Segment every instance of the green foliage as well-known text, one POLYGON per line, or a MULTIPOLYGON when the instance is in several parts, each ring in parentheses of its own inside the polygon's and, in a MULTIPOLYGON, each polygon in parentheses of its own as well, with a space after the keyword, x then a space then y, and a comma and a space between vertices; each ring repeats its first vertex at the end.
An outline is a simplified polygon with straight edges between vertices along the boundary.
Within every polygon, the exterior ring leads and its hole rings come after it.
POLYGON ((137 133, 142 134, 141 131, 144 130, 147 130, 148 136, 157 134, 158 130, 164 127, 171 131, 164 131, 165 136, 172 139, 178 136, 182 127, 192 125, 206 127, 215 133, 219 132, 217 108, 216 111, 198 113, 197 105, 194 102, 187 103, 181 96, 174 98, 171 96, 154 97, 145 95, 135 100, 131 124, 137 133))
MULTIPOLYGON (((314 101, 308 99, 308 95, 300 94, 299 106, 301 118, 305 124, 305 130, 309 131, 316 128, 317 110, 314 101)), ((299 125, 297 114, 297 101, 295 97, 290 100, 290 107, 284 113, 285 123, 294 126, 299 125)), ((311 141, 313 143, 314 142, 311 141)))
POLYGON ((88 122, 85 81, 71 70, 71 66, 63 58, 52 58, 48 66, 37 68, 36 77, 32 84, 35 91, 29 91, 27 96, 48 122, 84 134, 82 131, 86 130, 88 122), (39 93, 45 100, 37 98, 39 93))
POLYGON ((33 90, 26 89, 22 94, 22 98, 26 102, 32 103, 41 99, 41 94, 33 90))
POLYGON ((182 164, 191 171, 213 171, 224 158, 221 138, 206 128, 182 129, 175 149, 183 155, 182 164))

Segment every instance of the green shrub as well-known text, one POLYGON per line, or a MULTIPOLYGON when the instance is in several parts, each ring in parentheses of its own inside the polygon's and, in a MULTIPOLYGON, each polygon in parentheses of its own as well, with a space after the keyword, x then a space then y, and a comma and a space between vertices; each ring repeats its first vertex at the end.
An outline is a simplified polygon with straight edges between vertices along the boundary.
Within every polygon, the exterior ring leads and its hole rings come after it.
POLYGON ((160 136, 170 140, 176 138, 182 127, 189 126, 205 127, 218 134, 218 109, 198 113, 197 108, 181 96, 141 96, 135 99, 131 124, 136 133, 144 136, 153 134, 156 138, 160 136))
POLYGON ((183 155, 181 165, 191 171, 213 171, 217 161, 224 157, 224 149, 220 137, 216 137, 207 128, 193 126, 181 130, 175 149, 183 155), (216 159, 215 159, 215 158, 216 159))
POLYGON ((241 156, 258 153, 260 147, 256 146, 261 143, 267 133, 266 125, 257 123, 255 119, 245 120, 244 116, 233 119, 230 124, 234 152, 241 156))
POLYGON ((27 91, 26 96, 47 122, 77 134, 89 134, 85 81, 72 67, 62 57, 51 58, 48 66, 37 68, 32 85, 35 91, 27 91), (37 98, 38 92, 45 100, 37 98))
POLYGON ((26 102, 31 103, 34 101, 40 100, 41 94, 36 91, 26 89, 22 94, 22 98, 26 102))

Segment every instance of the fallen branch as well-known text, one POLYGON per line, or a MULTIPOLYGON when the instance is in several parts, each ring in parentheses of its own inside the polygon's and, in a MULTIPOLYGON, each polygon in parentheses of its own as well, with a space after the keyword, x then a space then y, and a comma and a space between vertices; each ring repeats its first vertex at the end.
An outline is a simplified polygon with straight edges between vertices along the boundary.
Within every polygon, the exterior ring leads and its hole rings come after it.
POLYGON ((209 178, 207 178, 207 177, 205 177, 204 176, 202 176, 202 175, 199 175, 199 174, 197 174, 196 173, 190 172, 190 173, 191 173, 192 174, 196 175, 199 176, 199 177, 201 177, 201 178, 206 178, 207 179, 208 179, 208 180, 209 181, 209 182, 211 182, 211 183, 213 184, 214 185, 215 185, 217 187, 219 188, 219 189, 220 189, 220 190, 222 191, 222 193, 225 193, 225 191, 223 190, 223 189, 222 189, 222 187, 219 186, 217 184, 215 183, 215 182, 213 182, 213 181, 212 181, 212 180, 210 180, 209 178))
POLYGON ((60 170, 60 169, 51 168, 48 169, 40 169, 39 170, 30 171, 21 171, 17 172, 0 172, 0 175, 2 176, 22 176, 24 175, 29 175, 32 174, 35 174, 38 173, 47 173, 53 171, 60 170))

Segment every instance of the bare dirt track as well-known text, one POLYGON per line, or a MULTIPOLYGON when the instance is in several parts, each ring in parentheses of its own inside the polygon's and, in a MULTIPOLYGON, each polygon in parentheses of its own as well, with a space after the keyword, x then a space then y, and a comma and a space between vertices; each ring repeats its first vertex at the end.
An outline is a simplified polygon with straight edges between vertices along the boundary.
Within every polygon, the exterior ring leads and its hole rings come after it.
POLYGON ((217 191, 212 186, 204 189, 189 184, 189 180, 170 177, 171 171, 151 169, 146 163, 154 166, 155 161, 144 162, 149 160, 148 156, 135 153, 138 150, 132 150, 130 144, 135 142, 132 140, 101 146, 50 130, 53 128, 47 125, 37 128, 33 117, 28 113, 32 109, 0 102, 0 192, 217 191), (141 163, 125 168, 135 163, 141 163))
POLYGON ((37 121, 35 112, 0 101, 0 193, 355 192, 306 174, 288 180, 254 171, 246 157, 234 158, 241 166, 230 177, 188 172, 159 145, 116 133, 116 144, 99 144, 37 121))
# # # # # # #
> **WORK REQUIRED**: Reproduce word for word every line from the start of the items through the line that contains "POLYGON ((33 90, 26", including both ends.

> **SOLVED EXERCISE**:
Segment every instance of the green foliage as well-known text, one POLYGON per line, or a MULTIPOLYGON when the instance is in several parts, each ring in parentheses of its own inside the polygon's and, in a MULTIPOLYGON, each polygon in parentheses of its own as well, with a space after the keyword, x then a space then y, and a comma and a space between vertices; each ring repeats its first vertex at the end.
An outline is a simplified polygon with straight edges between vertices along the boundary.
Within every polygon, the exterior ring leads and its hole rings come after it.
POLYGON ((137 133, 142 134, 141 131, 144 130, 147 130, 148 136, 157 134, 158 130, 164 127, 171 131, 164 131, 165 136, 172 139, 178 136, 182 127, 192 125, 206 127, 215 133, 219 132, 217 108, 216 111, 198 113, 197 105, 194 102, 187 103, 181 96, 174 98, 171 96, 154 97, 145 95, 135 100, 131 124, 137 133))
MULTIPOLYGON (((314 101, 308 99, 308 95, 300 94, 299 106, 301 118, 305 124, 305 130, 309 131, 316 128, 317 110, 314 101)), ((299 125, 297 114, 297 101, 295 97, 290 100, 290 107, 284 113, 285 123, 294 126, 299 125)), ((311 141, 313 143, 314 142, 311 141)))
POLYGON ((88 122, 85 81, 71 70, 71 66, 63 58, 52 58, 48 66, 37 68, 36 77, 32 84, 35 91, 29 91, 27 96, 48 122, 84 134, 82 131, 86 130, 88 122), (39 93, 45 100, 37 98, 39 93))
POLYGON ((33 90, 26 89, 22 94, 22 98, 26 102, 32 103, 41 99, 41 94, 33 90))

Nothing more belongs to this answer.